> **Objective**: Count the lines in the records below that contain the word "basil". Reply with the number alone.

━━━━━━━━━━━━━━━━━━━━

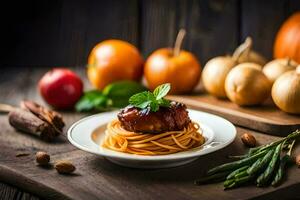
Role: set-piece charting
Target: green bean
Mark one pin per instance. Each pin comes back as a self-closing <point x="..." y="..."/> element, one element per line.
<point x="265" y="176"/>
<point x="215" y="177"/>
<point x="256" y="167"/>
<point x="236" y="164"/>
<point x="232" y="174"/>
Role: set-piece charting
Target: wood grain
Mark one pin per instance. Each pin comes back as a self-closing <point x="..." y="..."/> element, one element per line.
<point x="63" y="32"/>
<point x="97" y="178"/>
<point x="266" y="118"/>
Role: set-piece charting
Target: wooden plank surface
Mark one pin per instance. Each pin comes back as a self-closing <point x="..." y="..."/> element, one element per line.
<point x="266" y="118"/>
<point x="62" y="32"/>
<point x="97" y="178"/>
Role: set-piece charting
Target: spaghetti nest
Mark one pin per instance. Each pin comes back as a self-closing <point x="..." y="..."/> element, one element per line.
<point x="118" y="139"/>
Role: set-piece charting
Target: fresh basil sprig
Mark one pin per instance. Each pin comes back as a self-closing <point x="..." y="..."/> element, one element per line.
<point x="152" y="100"/>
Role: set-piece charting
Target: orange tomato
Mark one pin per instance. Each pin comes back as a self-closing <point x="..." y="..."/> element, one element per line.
<point x="114" y="60"/>
<point x="182" y="71"/>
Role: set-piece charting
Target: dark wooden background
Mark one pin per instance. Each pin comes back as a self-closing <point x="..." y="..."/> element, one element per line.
<point x="62" y="32"/>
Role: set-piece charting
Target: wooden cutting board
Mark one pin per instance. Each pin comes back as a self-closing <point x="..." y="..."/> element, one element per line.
<point x="266" y="118"/>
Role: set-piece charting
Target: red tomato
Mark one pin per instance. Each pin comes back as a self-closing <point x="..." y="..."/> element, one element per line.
<point x="61" y="88"/>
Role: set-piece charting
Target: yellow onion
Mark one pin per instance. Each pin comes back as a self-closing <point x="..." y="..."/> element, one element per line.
<point x="286" y="91"/>
<point x="252" y="56"/>
<point x="246" y="85"/>
<point x="277" y="67"/>
<point x="216" y="69"/>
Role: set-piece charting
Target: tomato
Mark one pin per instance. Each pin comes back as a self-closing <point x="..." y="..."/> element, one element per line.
<point x="61" y="88"/>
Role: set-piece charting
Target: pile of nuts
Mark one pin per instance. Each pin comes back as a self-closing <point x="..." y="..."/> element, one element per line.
<point x="61" y="166"/>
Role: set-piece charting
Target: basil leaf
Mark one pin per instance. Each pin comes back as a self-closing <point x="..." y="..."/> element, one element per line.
<point x="123" y="89"/>
<point x="162" y="91"/>
<point x="91" y="100"/>
<point x="120" y="92"/>
<point x="164" y="102"/>
<point x="152" y="100"/>
<point x="141" y="100"/>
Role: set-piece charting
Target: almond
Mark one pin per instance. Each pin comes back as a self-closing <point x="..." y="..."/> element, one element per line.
<point x="64" y="167"/>
<point x="248" y="140"/>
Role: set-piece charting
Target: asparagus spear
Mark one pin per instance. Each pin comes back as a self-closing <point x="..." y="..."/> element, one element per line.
<point x="283" y="161"/>
<point x="235" y="172"/>
<point x="265" y="176"/>
<point x="259" y="165"/>
<point x="236" y="164"/>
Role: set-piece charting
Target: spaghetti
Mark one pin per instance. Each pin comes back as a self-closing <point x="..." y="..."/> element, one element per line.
<point x="118" y="139"/>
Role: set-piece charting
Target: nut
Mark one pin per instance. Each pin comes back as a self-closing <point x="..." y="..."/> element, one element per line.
<point x="64" y="167"/>
<point x="248" y="140"/>
<point x="297" y="160"/>
<point x="42" y="158"/>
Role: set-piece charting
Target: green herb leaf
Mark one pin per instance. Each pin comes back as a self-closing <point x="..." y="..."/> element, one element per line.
<point x="164" y="102"/>
<point x="152" y="100"/>
<point x="91" y="100"/>
<point x="162" y="91"/>
<point x="120" y="92"/>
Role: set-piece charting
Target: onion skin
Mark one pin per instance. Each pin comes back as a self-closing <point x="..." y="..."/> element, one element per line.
<point x="286" y="92"/>
<point x="214" y="75"/>
<point x="252" y="57"/>
<point x="246" y="85"/>
<point x="277" y="67"/>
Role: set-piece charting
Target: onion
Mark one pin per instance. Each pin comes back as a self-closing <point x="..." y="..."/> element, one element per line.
<point x="277" y="67"/>
<point x="216" y="69"/>
<point x="286" y="91"/>
<point x="247" y="85"/>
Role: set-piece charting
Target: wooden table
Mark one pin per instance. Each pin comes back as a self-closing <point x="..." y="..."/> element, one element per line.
<point x="97" y="178"/>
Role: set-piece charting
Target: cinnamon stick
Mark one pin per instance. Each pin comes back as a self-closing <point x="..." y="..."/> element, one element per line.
<point x="27" y="122"/>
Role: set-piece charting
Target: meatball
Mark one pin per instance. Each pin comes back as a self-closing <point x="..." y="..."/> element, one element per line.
<point x="173" y="118"/>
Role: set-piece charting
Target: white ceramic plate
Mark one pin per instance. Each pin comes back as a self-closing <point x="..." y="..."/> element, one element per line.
<point x="218" y="133"/>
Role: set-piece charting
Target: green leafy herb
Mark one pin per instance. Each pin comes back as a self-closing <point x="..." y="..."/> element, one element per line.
<point x="152" y="100"/>
<point x="114" y="95"/>
<point x="91" y="100"/>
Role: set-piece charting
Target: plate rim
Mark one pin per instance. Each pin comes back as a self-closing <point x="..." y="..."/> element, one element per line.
<point x="134" y="157"/>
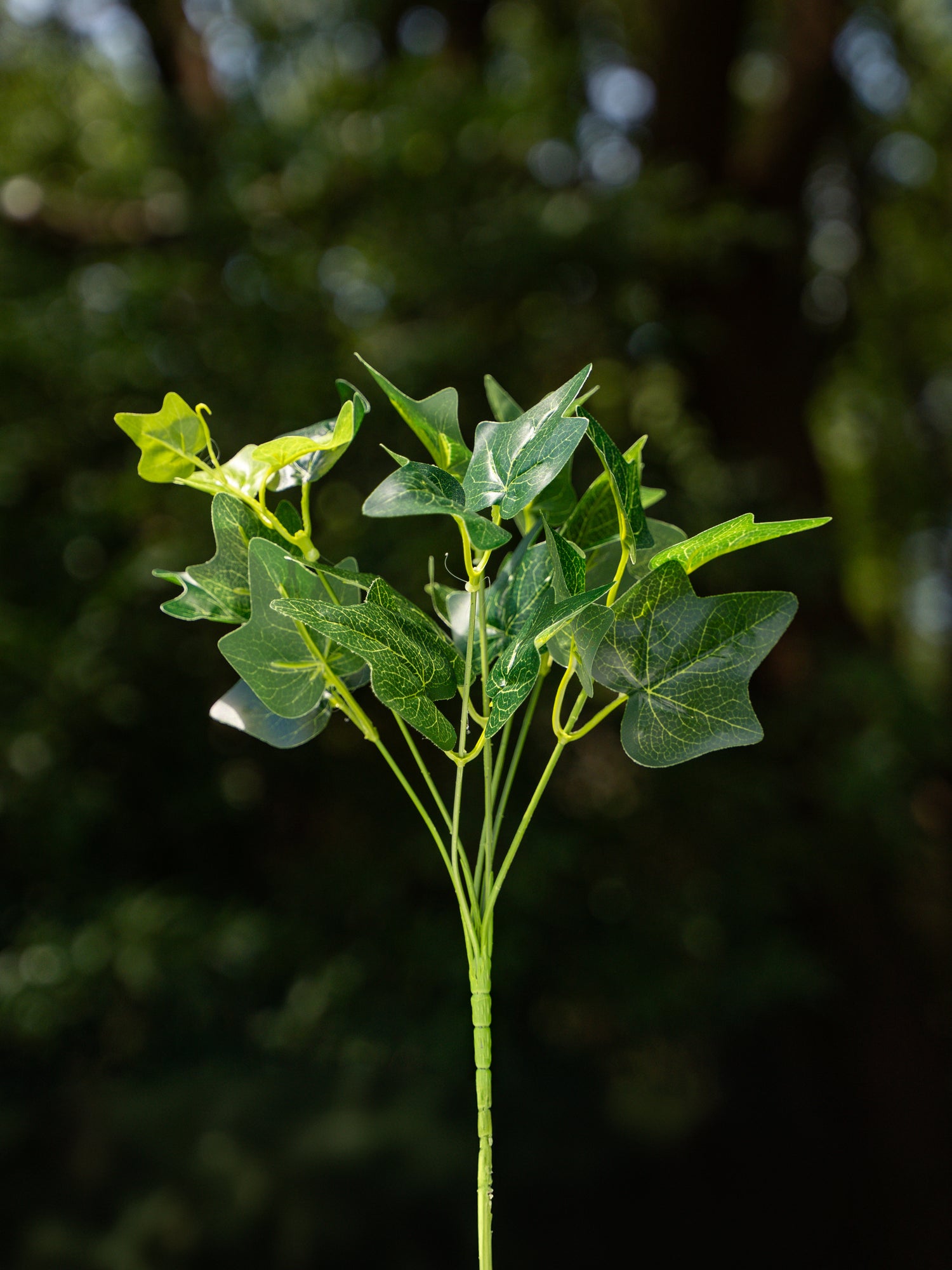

━━━━━━━━━━━━━━━━━━━━

> **Answer to the exercise**: 2